◆ **Objective**: Will you print the material below without altering a single character?

◆ **Dataset excerpts**:

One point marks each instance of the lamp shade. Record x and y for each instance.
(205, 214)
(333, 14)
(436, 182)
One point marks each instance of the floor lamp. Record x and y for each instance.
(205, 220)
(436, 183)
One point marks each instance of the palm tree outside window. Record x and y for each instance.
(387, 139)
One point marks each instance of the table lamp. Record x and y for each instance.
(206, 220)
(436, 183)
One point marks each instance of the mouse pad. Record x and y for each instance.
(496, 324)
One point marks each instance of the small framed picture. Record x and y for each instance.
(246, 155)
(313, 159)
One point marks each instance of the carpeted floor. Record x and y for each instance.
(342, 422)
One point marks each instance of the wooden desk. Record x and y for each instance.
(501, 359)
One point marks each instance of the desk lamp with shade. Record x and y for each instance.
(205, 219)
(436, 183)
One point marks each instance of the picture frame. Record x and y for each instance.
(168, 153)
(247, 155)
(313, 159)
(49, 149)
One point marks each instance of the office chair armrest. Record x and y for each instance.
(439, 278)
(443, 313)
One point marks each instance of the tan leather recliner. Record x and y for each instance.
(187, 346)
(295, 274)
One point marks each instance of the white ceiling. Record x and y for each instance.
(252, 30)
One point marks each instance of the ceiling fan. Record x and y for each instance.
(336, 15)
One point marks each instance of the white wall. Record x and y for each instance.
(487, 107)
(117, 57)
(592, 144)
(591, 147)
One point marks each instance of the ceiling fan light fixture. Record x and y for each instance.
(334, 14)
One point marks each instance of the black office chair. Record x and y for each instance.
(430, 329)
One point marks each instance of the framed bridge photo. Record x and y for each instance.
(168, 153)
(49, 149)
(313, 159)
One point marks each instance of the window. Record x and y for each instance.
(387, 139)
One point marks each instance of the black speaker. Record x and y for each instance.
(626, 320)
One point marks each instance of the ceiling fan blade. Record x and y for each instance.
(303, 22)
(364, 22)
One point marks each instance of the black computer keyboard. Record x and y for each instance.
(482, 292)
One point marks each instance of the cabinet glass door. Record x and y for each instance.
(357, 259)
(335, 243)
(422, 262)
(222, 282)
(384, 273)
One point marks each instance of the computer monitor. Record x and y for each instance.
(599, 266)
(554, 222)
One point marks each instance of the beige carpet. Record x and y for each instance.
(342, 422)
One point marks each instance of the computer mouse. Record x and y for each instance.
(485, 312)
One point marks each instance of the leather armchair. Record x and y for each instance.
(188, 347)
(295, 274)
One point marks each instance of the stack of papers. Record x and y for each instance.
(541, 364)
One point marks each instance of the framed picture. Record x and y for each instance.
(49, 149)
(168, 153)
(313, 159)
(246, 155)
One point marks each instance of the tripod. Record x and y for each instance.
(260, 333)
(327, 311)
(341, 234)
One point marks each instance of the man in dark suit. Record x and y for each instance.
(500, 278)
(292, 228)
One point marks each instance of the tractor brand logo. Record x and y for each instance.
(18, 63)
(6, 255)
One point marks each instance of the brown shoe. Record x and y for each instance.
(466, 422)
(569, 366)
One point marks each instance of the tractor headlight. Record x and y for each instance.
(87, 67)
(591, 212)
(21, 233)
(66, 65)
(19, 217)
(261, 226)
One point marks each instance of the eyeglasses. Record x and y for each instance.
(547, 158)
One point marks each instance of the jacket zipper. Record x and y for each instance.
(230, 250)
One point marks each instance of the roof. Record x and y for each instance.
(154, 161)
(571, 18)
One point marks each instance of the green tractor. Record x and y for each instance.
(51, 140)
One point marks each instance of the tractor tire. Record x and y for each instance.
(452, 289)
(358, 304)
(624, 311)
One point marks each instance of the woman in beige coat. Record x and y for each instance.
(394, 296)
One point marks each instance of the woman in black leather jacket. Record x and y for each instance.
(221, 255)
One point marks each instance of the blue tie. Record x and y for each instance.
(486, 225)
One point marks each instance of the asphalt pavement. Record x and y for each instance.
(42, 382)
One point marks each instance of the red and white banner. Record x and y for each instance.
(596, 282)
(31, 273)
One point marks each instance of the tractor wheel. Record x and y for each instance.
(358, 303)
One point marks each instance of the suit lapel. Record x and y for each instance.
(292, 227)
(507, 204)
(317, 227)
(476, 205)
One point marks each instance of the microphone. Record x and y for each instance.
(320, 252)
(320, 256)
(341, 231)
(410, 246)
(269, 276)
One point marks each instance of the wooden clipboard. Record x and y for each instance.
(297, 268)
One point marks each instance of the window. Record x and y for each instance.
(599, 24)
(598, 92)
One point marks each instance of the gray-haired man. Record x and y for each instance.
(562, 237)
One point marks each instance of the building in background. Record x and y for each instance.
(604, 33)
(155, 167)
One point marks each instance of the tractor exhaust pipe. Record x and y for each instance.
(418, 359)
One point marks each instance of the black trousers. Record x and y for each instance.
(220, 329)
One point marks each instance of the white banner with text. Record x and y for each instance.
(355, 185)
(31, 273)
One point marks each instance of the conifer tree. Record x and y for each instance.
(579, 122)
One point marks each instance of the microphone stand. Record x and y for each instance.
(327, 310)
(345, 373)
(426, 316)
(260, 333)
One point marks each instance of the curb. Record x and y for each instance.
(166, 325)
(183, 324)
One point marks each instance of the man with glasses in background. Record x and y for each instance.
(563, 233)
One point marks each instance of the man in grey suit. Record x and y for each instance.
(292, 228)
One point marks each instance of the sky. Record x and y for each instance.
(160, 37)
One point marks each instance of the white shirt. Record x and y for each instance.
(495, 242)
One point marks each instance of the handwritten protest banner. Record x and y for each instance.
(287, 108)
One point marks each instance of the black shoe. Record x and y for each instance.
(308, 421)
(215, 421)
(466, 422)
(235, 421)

◆ **Solution to the problem**:
One point marks each instance of the lamp shade. Record x and y for each instance.
(205, 214)
(333, 14)
(436, 182)
One point marks each instance of the floor lamp. Record x and y for each instance.
(205, 220)
(436, 183)
One point marks each instance of the palm tree outside window. Record x and y for each instance.
(387, 139)
One point marks each instance of the table lamp. Record x and y for each instance.
(206, 220)
(436, 183)
One point marks each instance of the mouse pad. Record x and y for each instance.
(496, 324)
One point marks each instance of the small framed picture. Record x and y for each instance.
(246, 155)
(313, 159)
One point marks each instance of the carpeted floor. Record x and y for each instance.
(342, 422)
One point marks each instance of the wooden desk. Record x and y for each instance.
(501, 359)
One point marks each instance of the desk lamp with shade. Record x and y for each instance.
(205, 219)
(436, 183)
One point marks each instance of the picture frame. Record x and y for each instance.
(168, 153)
(247, 155)
(313, 159)
(49, 149)
One point marks each instance of the office chair armrest. Record x and y for each instance.
(439, 278)
(443, 313)
One point marks each instance of the tan leather recliner. Record x and y for each instance.
(187, 346)
(295, 274)
One point marks each instance of the white ceiling. Record x and y for each instance.
(252, 30)
One point marks each instance of the ceiling fan. Record x and y for each instance.
(336, 15)
One point marks each instance of the white wall. Record x and y for each instance.
(487, 107)
(117, 57)
(592, 144)
(591, 147)
One point marks each instance of the ceiling fan light fixture. Record x and y for each instance.
(334, 14)
One point marks each instance of the black office chair. Record x and y for each instance.
(430, 329)
One point marks each instance of the framed bridge photo. Record x and y for each instance.
(168, 153)
(49, 149)
(313, 159)
One point marks each instance of the window. Record x and y for each instance.
(387, 139)
One point marks each instance of the black speaker. Record x and y for each instance.
(626, 320)
One point marks each instance of the ceiling fan blade. Record x and y for each instance.
(303, 22)
(364, 22)
One point marks each instance of the black computer keyboard. Record x and y for each instance.
(482, 292)
One point marks each instance of the cabinet glass door. Record x and y for each instance.
(357, 259)
(335, 243)
(422, 262)
(222, 282)
(384, 273)
One point marks each instance of the computer monitor. Record x and y for each instance.
(599, 266)
(554, 222)
One point marks each instance of the beige carpet. Record x and y for each instance.
(342, 422)
One point marks each instance of the computer mouse. Record x and y for each instance.
(485, 312)
One point marks each instance of the leather armchair. Record x and y for each instance.
(188, 347)
(295, 274)
One point marks each instance of the stack of papers. Record x and y for each instance.
(541, 364)
One point marks each instance of the framed picture. Record x and y for each instance.
(49, 149)
(168, 153)
(313, 159)
(246, 155)
One point marks each instance of the tripod. Record x and y for each instance.
(260, 333)
(327, 311)
(341, 234)
One point marks each instance of the man in dark suit. Record x and y for each instance.
(500, 278)
(292, 228)
One point marks each instance of the tractor brand logo. Record x and y for each instance.
(18, 63)
(6, 255)
One point marks each instance of the brown shoe. Record x and y for each instance.
(466, 422)
(569, 366)
One point marks each instance of the tractor headlight. Record x and y for each instance.
(87, 67)
(591, 212)
(21, 233)
(66, 65)
(19, 217)
(261, 226)
One point marks each instance of the eyeglasses. Record x and y for each instance.
(547, 158)
One point marks each instance of the jacket zipper. Record x and y for each instance.
(230, 250)
One point marks each instance of the roof. Record x and y for each instance.
(154, 161)
(571, 18)
One point marks each instance of the green tractor. Record x and y for each instance.
(51, 140)
One point marks each instance of the tractor tire. Record x and y for each instance.
(452, 289)
(358, 304)
(624, 311)
One point marks each instance of the woman in beige coat. Record x and y for each instance.
(394, 296)
One point marks each instance of the woman in black leather jacket. Record x and y for each instance.
(221, 255)
One point marks each instance of the blue tie. Record x and y for each instance.
(486, 225)
One point marks each instance of the asphalt pavement. Record x and y for each instance.
(42, 382)
One point marks each instance of the red and white banner. Record x and y for each instance.
(596, 282)
(31, 273)
One point marks each instance of the tractor wheel. Record x and y for each instance.
(358, 303)
One point marks each instance of the suit lapel. Record x and y for each instance.
(292, 227)
(507, 204)
(317, 227)
(476, 205)
One point marks each instance of the microphone. Record x and y for each instance.
(320, 252)
(320, 256)
(341, 231)
(410, 246)
(269, 276)
One point marks each instance of the wooden clipboard. Record x and y for each instance.
(297, 268)
One point marks each instance of the window. Record x and y for each instance.
(599, 24)
(598, 92)
One point marks each instance of the gray-haired man. Record x and y for each instance.
(562, 237)
One point marks each instance of the building in background. Record x and y for each instance.
(604, 33)
(155, 167)
One point marks each instance of the tractor exhaust pipe. Record x and y for each instance.
(418, 359)
One point marks each instance of the black trousers. Record x and y for each instance.
(220, 329)
One point marks each instance of the white banner with text. Record x and y for each instance.
(355, 185)
(31, 273)
One point marks each instance of the conifer tree. Record x and y for each instance.
(579, 122)
One point marks each instance of the microphone stand. Record x and y for each instance.
(327, 310)
(345, 373)
(426, 316)
(260, 333)
One point marks each instance of the curb. Record x and y for each instance.
(166, 325)
(183, 324)
One point marks each instance of the man with glasses in background. Record x and y for each instance.
(563, 233)
One point marks each instance of the man in grey suit. Record x and y for each instance.
(292, 228)
One point marks each instance of the sky. Record x and y for each instance.
(160, 37)
One point marks each instance of the white shirt. Record x and y for each instance.
(495, 242)
One point marks each instance of the handwritten protest banner. Record x and y for each instance.
(287, 108)
One point marks each instance of the black shoe. Record x and y for each instance.
(308, 421)
(215, 421)
(466, 422)
(235, 421)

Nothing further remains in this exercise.